What to produce - Report every line in the listing below that contains the string "post", copying each such line in full.

Entries supplied -

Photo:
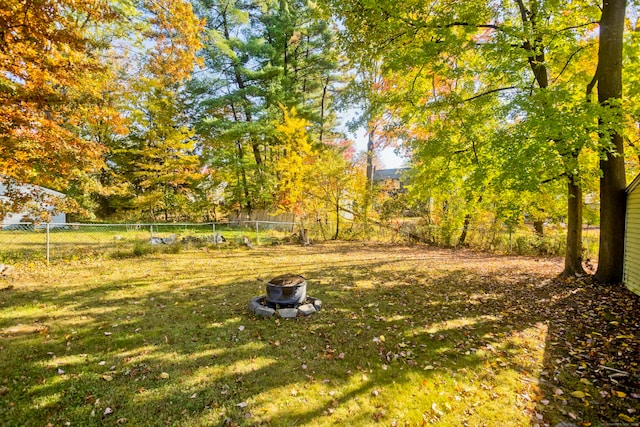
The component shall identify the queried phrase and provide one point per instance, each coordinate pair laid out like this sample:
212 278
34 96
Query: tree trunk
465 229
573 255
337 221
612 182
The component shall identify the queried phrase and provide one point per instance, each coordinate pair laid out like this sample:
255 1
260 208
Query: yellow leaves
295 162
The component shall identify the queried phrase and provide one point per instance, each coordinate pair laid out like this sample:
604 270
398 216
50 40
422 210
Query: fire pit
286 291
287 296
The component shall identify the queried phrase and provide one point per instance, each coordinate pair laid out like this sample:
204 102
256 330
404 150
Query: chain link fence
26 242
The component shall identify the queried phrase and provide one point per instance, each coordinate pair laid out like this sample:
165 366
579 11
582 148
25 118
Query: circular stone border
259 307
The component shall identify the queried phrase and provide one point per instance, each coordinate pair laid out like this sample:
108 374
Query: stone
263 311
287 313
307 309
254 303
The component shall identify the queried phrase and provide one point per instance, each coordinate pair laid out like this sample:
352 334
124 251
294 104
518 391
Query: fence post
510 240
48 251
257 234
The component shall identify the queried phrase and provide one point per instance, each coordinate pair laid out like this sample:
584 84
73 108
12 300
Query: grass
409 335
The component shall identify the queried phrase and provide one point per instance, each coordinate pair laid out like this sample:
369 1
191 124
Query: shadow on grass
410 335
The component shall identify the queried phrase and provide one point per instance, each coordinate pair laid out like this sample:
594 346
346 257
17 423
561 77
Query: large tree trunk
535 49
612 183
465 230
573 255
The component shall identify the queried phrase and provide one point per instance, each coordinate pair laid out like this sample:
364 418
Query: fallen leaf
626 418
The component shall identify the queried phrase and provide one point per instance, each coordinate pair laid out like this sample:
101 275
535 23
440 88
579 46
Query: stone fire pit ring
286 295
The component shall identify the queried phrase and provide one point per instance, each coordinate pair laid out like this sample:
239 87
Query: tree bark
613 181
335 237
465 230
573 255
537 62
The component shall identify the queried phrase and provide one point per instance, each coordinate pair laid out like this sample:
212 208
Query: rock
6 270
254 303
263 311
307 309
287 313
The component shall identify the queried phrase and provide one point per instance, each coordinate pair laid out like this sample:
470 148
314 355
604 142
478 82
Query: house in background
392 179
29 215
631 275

* * *

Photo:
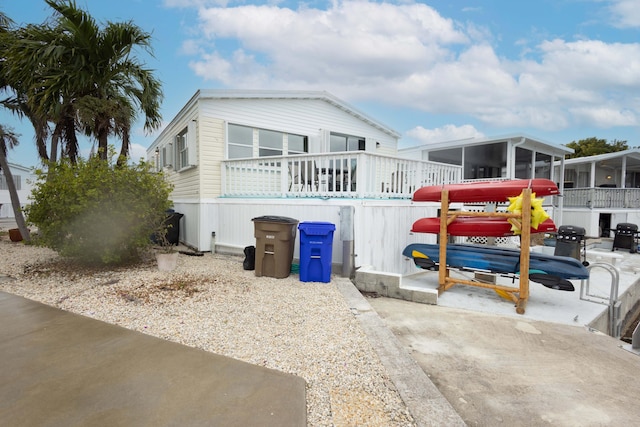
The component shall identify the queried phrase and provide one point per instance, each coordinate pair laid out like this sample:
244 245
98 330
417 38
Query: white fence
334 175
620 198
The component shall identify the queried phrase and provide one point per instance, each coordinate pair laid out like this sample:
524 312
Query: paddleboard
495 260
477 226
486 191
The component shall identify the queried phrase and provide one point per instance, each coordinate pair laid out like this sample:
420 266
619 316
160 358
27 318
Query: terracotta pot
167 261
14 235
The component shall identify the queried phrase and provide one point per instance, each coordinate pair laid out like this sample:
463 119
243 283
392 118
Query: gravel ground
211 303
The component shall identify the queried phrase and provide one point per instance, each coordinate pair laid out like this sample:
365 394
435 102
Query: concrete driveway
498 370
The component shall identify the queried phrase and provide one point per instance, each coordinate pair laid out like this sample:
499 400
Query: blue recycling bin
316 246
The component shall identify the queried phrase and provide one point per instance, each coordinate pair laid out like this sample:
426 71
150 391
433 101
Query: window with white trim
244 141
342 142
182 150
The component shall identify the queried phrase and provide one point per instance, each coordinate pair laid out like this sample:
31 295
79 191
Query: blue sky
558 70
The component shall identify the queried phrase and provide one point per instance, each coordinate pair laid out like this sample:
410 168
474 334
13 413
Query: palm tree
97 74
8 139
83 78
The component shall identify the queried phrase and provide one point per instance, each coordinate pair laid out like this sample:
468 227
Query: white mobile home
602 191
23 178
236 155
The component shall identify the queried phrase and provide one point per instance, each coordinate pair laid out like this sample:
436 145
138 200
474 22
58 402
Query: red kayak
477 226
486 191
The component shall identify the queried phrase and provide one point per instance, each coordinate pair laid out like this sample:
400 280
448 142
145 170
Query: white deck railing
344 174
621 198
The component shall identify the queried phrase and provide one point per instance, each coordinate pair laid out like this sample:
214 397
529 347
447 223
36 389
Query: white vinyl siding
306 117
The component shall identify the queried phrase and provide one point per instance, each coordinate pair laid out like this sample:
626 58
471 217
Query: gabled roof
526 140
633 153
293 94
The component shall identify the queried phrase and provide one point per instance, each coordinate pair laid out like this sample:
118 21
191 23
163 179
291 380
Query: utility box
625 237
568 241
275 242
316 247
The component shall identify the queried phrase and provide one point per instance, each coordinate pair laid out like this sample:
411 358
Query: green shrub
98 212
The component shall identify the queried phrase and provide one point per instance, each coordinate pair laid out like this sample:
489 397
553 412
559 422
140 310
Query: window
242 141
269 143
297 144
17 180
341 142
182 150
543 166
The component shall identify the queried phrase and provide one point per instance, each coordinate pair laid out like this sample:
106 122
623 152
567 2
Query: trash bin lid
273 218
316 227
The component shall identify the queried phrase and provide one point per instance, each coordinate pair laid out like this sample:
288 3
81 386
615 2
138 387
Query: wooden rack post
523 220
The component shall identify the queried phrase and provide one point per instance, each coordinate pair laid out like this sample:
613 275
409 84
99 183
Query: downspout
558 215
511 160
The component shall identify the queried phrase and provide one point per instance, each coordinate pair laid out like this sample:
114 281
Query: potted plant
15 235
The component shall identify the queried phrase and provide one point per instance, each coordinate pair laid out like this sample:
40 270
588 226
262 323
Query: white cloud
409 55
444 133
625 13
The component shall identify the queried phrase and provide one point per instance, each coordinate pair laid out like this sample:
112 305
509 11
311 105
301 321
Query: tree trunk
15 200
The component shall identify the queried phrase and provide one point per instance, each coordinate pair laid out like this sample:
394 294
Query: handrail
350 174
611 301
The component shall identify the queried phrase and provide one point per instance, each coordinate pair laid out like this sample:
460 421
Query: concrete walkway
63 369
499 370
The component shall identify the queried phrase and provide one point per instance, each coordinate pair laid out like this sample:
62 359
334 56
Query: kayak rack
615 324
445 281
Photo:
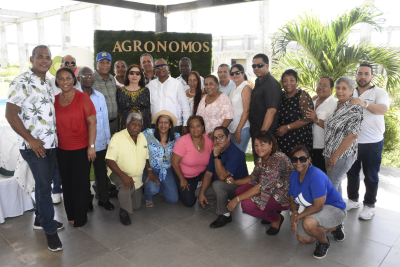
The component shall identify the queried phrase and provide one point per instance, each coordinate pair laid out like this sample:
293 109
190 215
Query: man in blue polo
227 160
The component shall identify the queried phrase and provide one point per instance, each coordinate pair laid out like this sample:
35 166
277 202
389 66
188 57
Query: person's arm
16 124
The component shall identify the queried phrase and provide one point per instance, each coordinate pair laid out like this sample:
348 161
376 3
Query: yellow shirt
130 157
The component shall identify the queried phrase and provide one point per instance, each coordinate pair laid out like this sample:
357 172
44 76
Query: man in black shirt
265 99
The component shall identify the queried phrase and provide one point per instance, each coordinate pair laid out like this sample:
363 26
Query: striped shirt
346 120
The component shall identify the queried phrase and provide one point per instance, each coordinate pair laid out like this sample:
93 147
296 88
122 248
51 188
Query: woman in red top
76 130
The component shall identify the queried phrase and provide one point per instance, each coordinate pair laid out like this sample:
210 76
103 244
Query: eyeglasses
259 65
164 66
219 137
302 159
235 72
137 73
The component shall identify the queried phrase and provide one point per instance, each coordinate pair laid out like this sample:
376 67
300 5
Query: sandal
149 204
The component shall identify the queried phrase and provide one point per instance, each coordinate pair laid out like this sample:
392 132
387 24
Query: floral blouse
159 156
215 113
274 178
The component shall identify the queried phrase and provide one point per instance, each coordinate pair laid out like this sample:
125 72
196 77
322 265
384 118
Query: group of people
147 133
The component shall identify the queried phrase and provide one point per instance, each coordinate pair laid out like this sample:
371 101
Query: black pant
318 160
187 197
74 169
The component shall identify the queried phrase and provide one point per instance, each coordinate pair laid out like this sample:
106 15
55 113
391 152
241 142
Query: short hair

Reply -
Query: fence post
Query: wooden rack post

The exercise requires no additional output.